Top of SOURCE EXTRACT

June 5, 2020
Authored by: Vicki Westerhaus and LaDawn Naegle
Fallout from the COVID-19 pandemic appears to be sharpening some investors’ focus on ESG (Environmental, Social or Governance) matters, as evidenced by the SEC Investor Advisory Committee’s recent recommendation that the SEC mandate disclosure of “material, decision-useful, ESG factors” as relevant to each company.
The desire for more clarity around ESG disclosure is understandable. More than a dozen non-profit and for-profit ESG data providers have emerged in this complex, booming market, according to a May 28, 2020 webinar of the Sustainability Accounting Standards Board and the Society for Corporate Governance. The data providers generally fall into four distinct groups: (1) providers who publish guidance for voluntary ESG disclosure, often with company feedback; (2) providers who request data from companies using questionnaires and then based on the answers issue reports or ESG ratings; (3) providers who compile publicly available ESG data about companies and issue ESG ratings based only on that publicly available information; and (4) providers who create assessments of companies based on public and/or private information to sell to investors.
Under the current patchwork, a public company can be the subject of an ESG assessment without knowledge that it occurred or an opportunity to give input or correct misperceptions, particularly in situations where the company has very limited ESG disclosures because ESG issues were not deemed material and not required to be disclosed under SEC rules. For public companies trying to navigate the maze of ESG issues and disclosures, frustration can easily emerge. The different ESG assessment methods and models are inconsistent and arguably unreliable in some cases, such as for small- and mid-sized companies that lack resources to complete requested questionnaires or provide feedback. The surprise effect of a negative rating sold or provided to institutional and other investors can lead to investor relations headaches, as companies try to sort through the sources used for the assessment, correct misinformation and address shareholder concerns.
Despite the confusion and frustration over ESG disclosure, it is unlikely that the SEC will move forward with proposals to mandate ESG disclosure in the near term. Commission Hester Peirce issued a statement at the May 21, 2020, Investor Advisory Committee meeting and appeared to be skeptical of the Committee’s urgent recommendation: “A more general call to develop a new ESG reporting regime—without a clear explanation of why the past fifty years of discussion on the topic has not crystallized into a universally applicable set of material ESG items, but now is the magic moment—may not be as helpful. Otherwise, let’s keep using our tried and true disclosure framework, which is rooted in materiality and is flexible enough to accommodate a wide range of issuers, each with its unique and ever-evolving set of risks.”
To help fill the ESG leadership void, some institutional investors are advocating for a common framework, such as the Sustainability Accounting Standards Board (SASB), which is working to provide a clear set of standards for reporting sustainability information across a wide range of issues, including employment practices, business ethics and data privacy, among other things. Despite acknowledging the significant amount of effort required, some institutional investors have asked investee companies to report on ESG matters using the SASB framework by year end.
With or without SEC-mandated ESG disclosure requirements, most public companies will need to spend more time and energy considering ESG matters and what they believe may be material to investors in light of investors’ heightened focus on these areas and the proliferation of ESG data providers whose public assessments about public companies’ ESG disclosures can raise investor concerns.

Bottom of SOURCE EXTRACT
Top of SOURCE MATERIAL

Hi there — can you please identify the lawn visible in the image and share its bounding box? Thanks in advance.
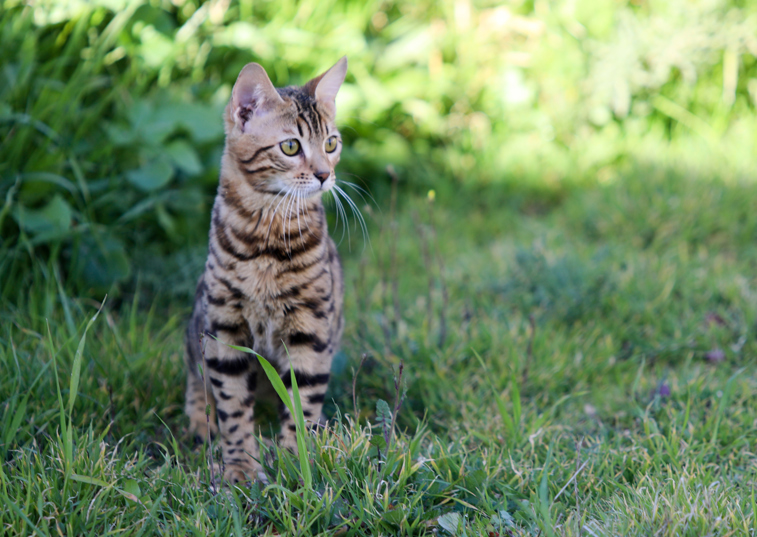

Bottom of SOURCE MATERIAL

- TASK REQUIREMENTS:
[a] Answer each question from the ESG disclosure article:
(i) Who authored it?
(ii) On what date did the Sustainability Accounting Standards Board and the Society for Corporate Governance hold their webinar?
(iii) By when have some institutional investors asked investee companies to report on ESG matters using the SASB framework?
[b] Rewrite the portion of the ESG disclosure article between "June 5, 2020" and "to each company.", inclusive, replacing "pandemic" with "outbreak".
[c] Condense the paragraph of the ESG disclosure article that begins "Under the current patchwork" into a bulleted list that keeps its main facts.
The lines above are material separate from the ESG disclosure article.

- ANSWER SECTION:
[a]
(i) Vicki Westerhaus and LaDawn Naegle
(ii) May 28, 2020
(iii) By year end

[b]
June 5, 2020
Authored by: Vicki Westerhaus and LaDawn Naegle
Fallout from the COVID-19 outbreak appears to be sharpening some investors’ focus on ESG (Environmental, Social or Governance) matters, as evidenced by the SEC Investor Advisory Committee’s recent recommendation that the SEC mandate disclosure of “material, decision-useful, ESG factors” as relevant to each company.

[c]
- A public company can be assessed on ESG without knowing it or having a chance to give input or correct misperceptions. This is especially true when its ESG disclosures are very limited because those issues were not deemed material or required under SEC rules.
- Companies trying to navigate ESG issues and disclosures can easily become frustrated.
- ESG assessment methods and models are inconsistent and arguably unreliable in some cases. One example is small- and mid-sized companies that lack the resources to complete questionnaires or provide feedback.
- A surprise negative rating sold or provided to investors can cause investor relations headaches. Companies then have to sort through the sources used, correct misinformation and address shareholder concerns.